TASK STATEMENT
Quote every line as given.

DATA PROVIDED
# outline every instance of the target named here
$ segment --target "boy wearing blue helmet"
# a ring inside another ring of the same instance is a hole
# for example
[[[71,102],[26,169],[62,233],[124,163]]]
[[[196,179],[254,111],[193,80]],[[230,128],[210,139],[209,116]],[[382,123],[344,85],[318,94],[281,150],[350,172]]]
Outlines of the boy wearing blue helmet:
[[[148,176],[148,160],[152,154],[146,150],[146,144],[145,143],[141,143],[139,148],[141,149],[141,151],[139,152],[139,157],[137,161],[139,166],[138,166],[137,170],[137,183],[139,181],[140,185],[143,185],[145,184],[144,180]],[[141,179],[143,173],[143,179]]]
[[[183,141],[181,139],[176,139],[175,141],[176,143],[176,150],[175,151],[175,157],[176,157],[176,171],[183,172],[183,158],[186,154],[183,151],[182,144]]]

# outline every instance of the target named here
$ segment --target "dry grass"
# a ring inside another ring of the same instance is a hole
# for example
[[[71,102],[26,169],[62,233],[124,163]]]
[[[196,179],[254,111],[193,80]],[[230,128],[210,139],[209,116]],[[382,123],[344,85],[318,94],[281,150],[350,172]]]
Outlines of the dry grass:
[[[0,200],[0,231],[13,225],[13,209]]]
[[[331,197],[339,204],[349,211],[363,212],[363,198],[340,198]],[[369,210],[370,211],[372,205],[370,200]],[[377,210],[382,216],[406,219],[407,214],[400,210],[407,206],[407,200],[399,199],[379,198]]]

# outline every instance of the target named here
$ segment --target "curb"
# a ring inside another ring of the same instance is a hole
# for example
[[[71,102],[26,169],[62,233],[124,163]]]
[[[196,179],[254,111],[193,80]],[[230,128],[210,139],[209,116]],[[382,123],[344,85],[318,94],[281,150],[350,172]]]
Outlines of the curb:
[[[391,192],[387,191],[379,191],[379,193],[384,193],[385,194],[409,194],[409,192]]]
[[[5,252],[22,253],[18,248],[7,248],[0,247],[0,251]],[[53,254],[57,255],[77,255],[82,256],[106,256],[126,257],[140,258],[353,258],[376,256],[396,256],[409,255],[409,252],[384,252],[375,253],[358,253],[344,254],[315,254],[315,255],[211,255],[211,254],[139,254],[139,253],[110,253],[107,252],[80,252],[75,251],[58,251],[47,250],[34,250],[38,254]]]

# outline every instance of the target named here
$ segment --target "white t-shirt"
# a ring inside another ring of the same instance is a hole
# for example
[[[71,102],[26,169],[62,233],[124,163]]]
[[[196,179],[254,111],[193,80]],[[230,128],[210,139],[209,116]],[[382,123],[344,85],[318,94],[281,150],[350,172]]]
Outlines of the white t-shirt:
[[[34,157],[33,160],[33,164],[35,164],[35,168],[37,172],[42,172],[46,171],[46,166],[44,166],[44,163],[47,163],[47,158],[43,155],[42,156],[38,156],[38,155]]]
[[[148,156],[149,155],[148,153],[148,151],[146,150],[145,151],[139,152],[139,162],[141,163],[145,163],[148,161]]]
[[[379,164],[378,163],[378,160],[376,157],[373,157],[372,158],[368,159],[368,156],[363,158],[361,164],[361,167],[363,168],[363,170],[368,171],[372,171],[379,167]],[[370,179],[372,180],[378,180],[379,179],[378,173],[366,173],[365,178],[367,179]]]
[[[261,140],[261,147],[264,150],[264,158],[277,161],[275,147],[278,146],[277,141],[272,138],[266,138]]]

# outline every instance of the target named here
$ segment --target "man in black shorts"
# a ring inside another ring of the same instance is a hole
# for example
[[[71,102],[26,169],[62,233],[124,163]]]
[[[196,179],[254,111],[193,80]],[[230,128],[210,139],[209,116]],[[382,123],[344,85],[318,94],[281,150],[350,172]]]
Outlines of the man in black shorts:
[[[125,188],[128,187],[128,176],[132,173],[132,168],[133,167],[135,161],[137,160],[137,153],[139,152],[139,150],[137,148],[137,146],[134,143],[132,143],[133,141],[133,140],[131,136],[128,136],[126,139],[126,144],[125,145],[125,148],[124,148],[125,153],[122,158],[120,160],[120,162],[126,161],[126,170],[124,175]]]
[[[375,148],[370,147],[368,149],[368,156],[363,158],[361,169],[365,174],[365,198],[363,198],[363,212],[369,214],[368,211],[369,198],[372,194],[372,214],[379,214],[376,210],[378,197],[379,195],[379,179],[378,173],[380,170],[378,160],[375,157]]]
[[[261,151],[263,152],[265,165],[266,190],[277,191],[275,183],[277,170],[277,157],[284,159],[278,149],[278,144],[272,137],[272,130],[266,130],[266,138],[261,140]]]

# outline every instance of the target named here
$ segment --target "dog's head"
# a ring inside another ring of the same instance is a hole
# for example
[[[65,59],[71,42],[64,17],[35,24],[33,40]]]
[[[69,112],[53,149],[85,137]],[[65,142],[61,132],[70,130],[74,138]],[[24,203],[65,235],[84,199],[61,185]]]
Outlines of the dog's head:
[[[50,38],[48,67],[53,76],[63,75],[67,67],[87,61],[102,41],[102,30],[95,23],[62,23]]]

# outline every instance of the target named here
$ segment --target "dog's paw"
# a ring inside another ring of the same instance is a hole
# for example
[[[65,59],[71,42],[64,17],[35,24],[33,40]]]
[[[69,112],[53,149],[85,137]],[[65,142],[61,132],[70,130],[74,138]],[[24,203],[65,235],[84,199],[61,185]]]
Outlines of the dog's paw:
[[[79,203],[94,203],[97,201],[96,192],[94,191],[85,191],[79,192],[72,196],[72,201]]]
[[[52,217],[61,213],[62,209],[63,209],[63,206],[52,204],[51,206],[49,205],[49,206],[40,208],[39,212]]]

SOLUTION FOR THIS PROBLEM
# outline every instance of the target named here
$ segment --target "boy wearing blue helmet"
# a ring inside another ring of the same instance is a hole
# for example
[[[71,102],[26,169],[62,233],[124,163]]]
[[[196,179],[254,111],[193,80]],[[230,128],[210,139],[209,116]],[[382,123],[344,85],[318,94],[281,150],[350,172]]]
Outlines of the boy wearing blue helmet:
[[[148,176],[148,160],[152,154],[146,150],[146,144],[145,143],[141,143],[139,148],[141,149],[141,151],[139,152],[139,157],[137,161],[139,166],[138,166],[137,170],[137,183],[139,181],[140,185],[143,185],[145,184],[144,180]],[[141,179],[143,173],[143,179]]]
[[[183,141],[181,139],[176,139],[175,141],[176,143],[176,150],[175,151],[175,157],[176,157],[176,171],[183,172],[183,158],[186,154],[183,151],[182,144]]]

# outline every instance of the target named here
$ segment --target "dry grass"
# a ring inside another ring of the same instance is a hole
# for example
[[[71,102],[26,169],[62,233],[124,163]]]
[[[196,179],[254,111],[193,80]],[[230,128],[210,139],[209,116]],[[382,123],[344,85],[318,94],[281,150],[350,172]]]
Outlines of the dry grass:
[[[0,200],[0,231],[13,225],[13,209]]]
[[[331,197],[339,204],[349,211],[363,212],[363,198],[340,198]],[[369,210],[370,211],[372,205],[370,200]],[[377,210],[382,216],[406,219],[407,214],[400,210],[407,206],[407,200],[399,199],[379,198]]]

# outline every instance of the target named here
$ segment --target "curb"
# a ring inside another ring of the same instance is a hole
# for example
[[[71,102],[26,169],[62,233],[124,163]]]
[[[196,179],[254,111],[193,80]],[[230,128],[210,139],[209,116]],[[382,123],[344,85],[318,94],[281,150],[350,172]]]
Outlines of the curb:
[[[391,192],[387,191],[379,191],[379,193],[384,193],[385,194],[409,194],[409,192]]]
[[[5,252],[22,253],[18,248],[7,248],[0,247],[0,251]],[[53,254],[57,255],[77,255],[82,256],[106,256],[126,257],[140,258],[353,258],[376,256],[396,256],[409,255],[409,252],[384,252],[375,253],[358,253],[344,254],[315,254],[315,255],[211,255],[211,254],[139,254],[139,253],[110,253],[107,252],[80,252],[75,251],[58,251],[47,250],[34,250],[38,254]]]

# outline every instance of the target named here
$ segment --target "white t-shirt"
# a ring inside another ring of the same instance is a hole
# for example
[[[71,102],[26,169],[62,233],[124,163]]]
[[[196,179],[254,111],[193,80]],[[230,128],[210,139],[209,116]],[[382,123],[344,85],[318,94],[281,150],[350,172]]]
Outlines of the white t-shirt:
[[[34,157],[33,160],[33,164],[35,164],[35,168],[37,172],[42,172],[46,171],[46,166],[44,166],[44,163],[47,163],[47,158],[43,155],[42,156],[38,156],[38,155]]]
[[[148,156],[149,155],[148,153],[148,151],[146,150],[145,151],[139,152],[139,162],[141,163],[145,163],[148,161]]]
[[[379,164],[378,163],[378,160],[376,157],[373,157],[372,158],[368,159],[368,156],[363,158],[361,164],[361,167],[363,168],[363,170],[368,171],[372,171],[379,167]],[[370,179],[372,180],[378,180],[379,179],[378,173],[366,173],[365,178],[367,179]]]
[[[261,140],[261,147],[264,150],[264,158],[277,161],[275,147],[278,146],[277,141],[272,138],[266,138]]]

# outline every instance of the target named here
$ segment --target "man in black shorts"
# a ring inside another ring of the same instance is a hole
# for example
[[[71,102],[26,169],[62,233],[124,163]]]
[[[196,179],[254,111],[193,80]],[[230,128],[210,139],[209,116]],[[382,123],[344,85],[318,94],[281,150],[350,172]]]
Outlines of the man in black shorts:
[[[125,188],[128,187],[128,176],[132,173],[132,168],[133,167],[135,161],[137,160],[137,153],[139,152],[139,150],[137,148],[137,146],[134,143],[132,143],[133,141],[133,140],[131,136],[128,136],[126,139],[126,144],[125,145],[125,148],[124,148],[125,153],[122,158],[120,160],[120,162],[126,161],[126,170],[124,175]]]
[[[375,148],[370,147],[368,149],[368,156],[363,158],[361,169],[365,174],[365,198],[363,198],[363,212],[369,214],[368,211],[369,198],[372,194],[372,214],[379,214],[376,210],[378,197],[379,195],[379,179],[378,173],[380,170],[378,160],[375,157]]]
[[[261,151],[263,152],[265,165],[266,190],[277,191],[275,183],[277,170],[277,157],[284,159],[278,149],[278,144],[272,137],[272,130],[266,130],[266,138],[261,140]]]

# outline every instance of the target named here
$ segment --target "dog's head"
# a ring inside another ring of the same instance is a hole
# for example
[[[65,59],[71,42],[64,17],[35,24],[33,40]]]
[[[69,112],[53,149],[85,137]],[[65,142],[61,132],[70,130],[74,138]],[[24,203],[65,235],[84,199],[61,185]]]
Outlines of the dog's head:
[[[50,38],[48,67],[53,76],[63,75],[67,67],[87,61],[102,41],[102,30],[95,23],[62,23]]]

# outline every instance of the target named here
$ segment --target "dog's paw"
# a ring inside another ring of the same instance is a hole
# for example
[[[65,59],[71,42],[64,17],[35,24],[33,40]]]
[[[69,112],[53,149],[85,137]],[[65,142],[61,132],[70,130],[74,138]],[[24,203],[65,235],[84,199],[61,185]]]
Outlines of the dog's paw:
[[[79,203],[94,203],[97,201],[96,192],[94,191],[85,191],[79,192],[72,196],[72,201]]]
[[[52,217],[61,213],[62,209],[63,209],[63,206],[52,204],[51,206],[49,205],[49,206],[40,208],[39,212]]]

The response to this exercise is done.